**PROBLEMS**
1. In the Scarby fishing report, what time did the poster get onto the water on the final day of the 4 day weekend?
2. From the Scarby fishing report, print the stretch from "# Qld: Scarby" through "very enjoyable session.".

[Start of TEXT PASSAGE]

# Qld: Scarby - almost a donut 25/8



## wongus (Feb 12, 2006)

After dusting the cobwebs off the yak earlier this month, Scarby was good to me and I managed to bag out on snapper within a couple of hours in a very enjoyable session.
viewtopic.php?f=17&t=62479

In the weeks that followed, fellow AKFF members had some amazing sessions on the water with kayakone, Beekeeper, nezevic, paulsod and others catching some stonker snaps as well as sizeable jew and grunter (yes I am jealous).

My second trip out last Thursday was a tough session spending over 7 hours on the water but bringing home a nice feed of snapper and flathead.
viewtopic.php?f=17&t=62644

Today wraps up my 4 day weekend having taken some days off to make the most of the weather and to wet a line.

I hit the water a bit later than usual (6.30am) as I noticed that the wind was going to die off later in the day and therefore there was no rush to get onto the water only to be blown about. The water was surprisingly quiet with most of the activity over at Scarby reef in the distance.

I fished soft plastics and landed an undersize squire and then dropped a solid hit. After that it was very slow.............. Aside from the odd undersize squire, undersize tailor and pike it was a long time between any action.

I even tried out my newly acquired Beekeeper special weapon (ala Sebile Koolie 76mm LL in rainbow trout colour) and trolled it all the way to Scarby reef. It was the first time I've actually made it here and the flotilla of boats anchored around a small zone didn't hold my interest. Interestingly, there was a bit of snot weed around this area which wasn't prevalent in my usual haunts. I then swapped lures into the AWTY special (you'll have to read his old posts to find out) and trolled back without success.

I went back to fishing soft plastics and the water current and wind had died right off to the extent that my floater was snagging bottom and after busting the rig off for the 3rd time, I gave up on it. The last straw was when a stink boat decided to charge up to me and anchor right over my drift path with the anchor chain rattling nosily... maybe to wake up the fish.

Things weren't looking promising.. the water was calm with barely any wind or swell to create disturbance, the sky was cloudless, it was hot and near the middle of the day and there were jetskis and boats going everywhere at seemingly full throttle. It was looking like a donut trip... at least Lazybugger can't call me a bastard today.

[End of TEXT PASSAGE]
[Start of DATA EXCERPT]

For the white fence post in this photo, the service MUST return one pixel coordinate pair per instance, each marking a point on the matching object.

[End of DATA EXCERPT]

**OUTPUTS BY TASK**
1. 6.30am

2.
# Qld: Scarby - almost a donut 25/8



## wongus (Feb 12, 2006)

After dusting the cobwebs off the yak earlier this month, Scarby was good to me and I managed to bag out on snapper within a couple of hours in a very enjoyable session.